WORDS: Yasi Salek
PHOTOS: Rick Rodney
I would tell you about Zig Zags but they talk so fucking much that anything I would say is probably already covered in the epic conversation below. I will just mention that they are probably one of the best bands I have seen live this year, and that if you ever get a chance to go see them play, pound a six pack in the parking lot and take it. Just don’t talk to them afterwards unless you have about five hours to spare.
Here’s an (edited, if you can believe it) chat with Jed Maheu, Bobby Martin, and Patrick McCarthy.
Hi guys. So, tell me how Zig Zags formed. Give me the grand backstory. You can make it up, I don’t care.
Bobby: I was looking for a place to live and Jed, uh, had a place at his house and I ended up moving downstairs. I knew Jed already.
Jed: Cause we had the same girlfriend.
At the same time?
J: No but that’s how we met each other. He dated her after I dated her.

- [To be done]
[A] Duplicate the part of the Zig Zags interview starting with "Bobby: I was" and going on through "the same time?".
[B] Which three band members took part in the chat in the Zig Zags interview?
The listing after this point comes from a separate source, not the Zig Zags interview.

- [Given material]
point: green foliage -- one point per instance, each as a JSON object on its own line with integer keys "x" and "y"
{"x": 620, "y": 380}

- [Expected answers]
[A]
Bobby: I was looking for a place to live and Jed, uh, had a place at his house and I ended up moving downstairs. I knew Jed already.
Jed: Cause we had the same girlfriend.
At the same time?

[B] Jed Maheu, Bobby Martin, and Patrick McCarthy.